Objectif:
Résumez en deux phrases le texte consacré à Eugène Atget.
===== Texte fourni
En 1913, Eugène Atget (1857-1927) photographie les enseignes du 133, rue Saint-Antoine à Paris. Cette image s’inscrit dans un ensemble de photographies qui documente une ville en pleine mutation, pour ne pas dire disparition.
Quand, en 1897, Eugène Atget commence à photographier le vieux Paris, il a 40 ans. Cette décision tardive de devenir photographe s’est faite au cours d’un séjour dans la Somme, vers 1888. Après avoir été matelot, puis comédien pendant de nombreuses années, le peintre a compris qu’il ne peut subvenir aux besoins du couple qu’il forme avec Valentine Compagnon. La photographie est un métier qu’il apprend donc sur le tard et sur le tas. Pour ce faire, il acquiert une chambre 18 x 24 à soufflet, posée sur un trépied, et étudie, dans des guides, la topographie et l’histoire de Paris qu’il arpente, lourdement chargé, pour produire des documents pour les artistes. Pendant trente ans, il ne cessera plus de photographier le vieux Paris, ses faubourgs et leurs petits métiers. Les musées parisiens et les bibliothèques ou encore les écoles d’art comptent parmi ses principaux clients.
L’intérêt porté par Atget aux rues et aux cours intérieures des habitations, aux détails et aux motifs des constructions, ainsi qu’aux démolitions et aux chantiers induits colle à sa conscience politique et à son intérêt porté à l’histoire de la capitale, à la Commune de 1871 et à la construction du métro en particulier. Au fil des ans, la démarche d’Atget a évolué dans son approche, notamment dans son traitement de la lumière, non sans demeurer fidèle, de bout en bout, au Paris populaire qu’il affectionne et prend plaisir à photographier, comme le montre l’exposition de la Fondation Henri Cartier-Bresson à partir des collections du Musée Carnavalet, musée détenteur de la plus importante collection de photographies d’Atget.
==========
===== Jeu de données
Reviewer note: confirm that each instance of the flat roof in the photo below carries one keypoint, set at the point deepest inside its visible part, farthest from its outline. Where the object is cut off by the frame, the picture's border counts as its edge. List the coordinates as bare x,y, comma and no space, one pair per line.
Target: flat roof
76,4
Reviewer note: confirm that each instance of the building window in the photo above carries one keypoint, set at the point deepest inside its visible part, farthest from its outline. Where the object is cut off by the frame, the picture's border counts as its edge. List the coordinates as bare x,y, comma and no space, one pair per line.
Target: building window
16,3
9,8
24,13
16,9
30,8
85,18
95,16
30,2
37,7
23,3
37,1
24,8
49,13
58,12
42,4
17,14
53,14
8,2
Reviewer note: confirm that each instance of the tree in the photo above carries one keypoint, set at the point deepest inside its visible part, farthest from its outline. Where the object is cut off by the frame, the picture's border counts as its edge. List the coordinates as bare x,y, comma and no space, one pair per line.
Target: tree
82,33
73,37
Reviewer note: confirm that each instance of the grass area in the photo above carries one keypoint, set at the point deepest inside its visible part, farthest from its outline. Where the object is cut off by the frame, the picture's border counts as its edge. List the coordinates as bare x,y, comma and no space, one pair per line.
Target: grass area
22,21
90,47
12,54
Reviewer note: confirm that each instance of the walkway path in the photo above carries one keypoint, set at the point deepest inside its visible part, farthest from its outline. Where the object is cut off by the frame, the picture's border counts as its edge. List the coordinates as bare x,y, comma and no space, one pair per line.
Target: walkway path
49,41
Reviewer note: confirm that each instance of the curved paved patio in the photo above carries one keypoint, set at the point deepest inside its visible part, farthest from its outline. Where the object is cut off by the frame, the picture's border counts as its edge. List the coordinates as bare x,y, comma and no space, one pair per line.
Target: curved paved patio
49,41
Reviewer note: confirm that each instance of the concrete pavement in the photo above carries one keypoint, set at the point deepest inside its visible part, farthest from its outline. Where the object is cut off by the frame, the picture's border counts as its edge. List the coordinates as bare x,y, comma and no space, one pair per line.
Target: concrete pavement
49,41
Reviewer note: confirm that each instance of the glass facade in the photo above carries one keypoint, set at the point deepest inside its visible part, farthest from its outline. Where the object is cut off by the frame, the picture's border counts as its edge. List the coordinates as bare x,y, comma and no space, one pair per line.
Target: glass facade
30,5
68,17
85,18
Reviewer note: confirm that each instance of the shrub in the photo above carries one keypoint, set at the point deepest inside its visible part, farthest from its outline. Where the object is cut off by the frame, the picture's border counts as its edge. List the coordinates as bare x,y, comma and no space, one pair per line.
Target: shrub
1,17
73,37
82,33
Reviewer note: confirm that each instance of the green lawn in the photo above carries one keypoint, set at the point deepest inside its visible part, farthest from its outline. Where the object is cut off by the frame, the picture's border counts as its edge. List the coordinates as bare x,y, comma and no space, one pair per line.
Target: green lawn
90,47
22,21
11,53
==========
Solution proposée:
Devenu photographe sur le tard, à 40 ans, après avoir été matelot puis comédien, Eugène Atget a photographié pendant trente ans le vieux Paris, ses faubourgs et leurs petits métiers, principalement pour des musées, des bibliothèques et des écoles d'art. Son intérêt pour les rues, les détails des constructions et les démolitions rejoint sa conscience politique et son attachement à l'histoire de la capitale, et sa démarche, qui a évolué notamment dans le traitement de la lumière, est demeurée fidèle au Paris populaire qu'il affectionnait.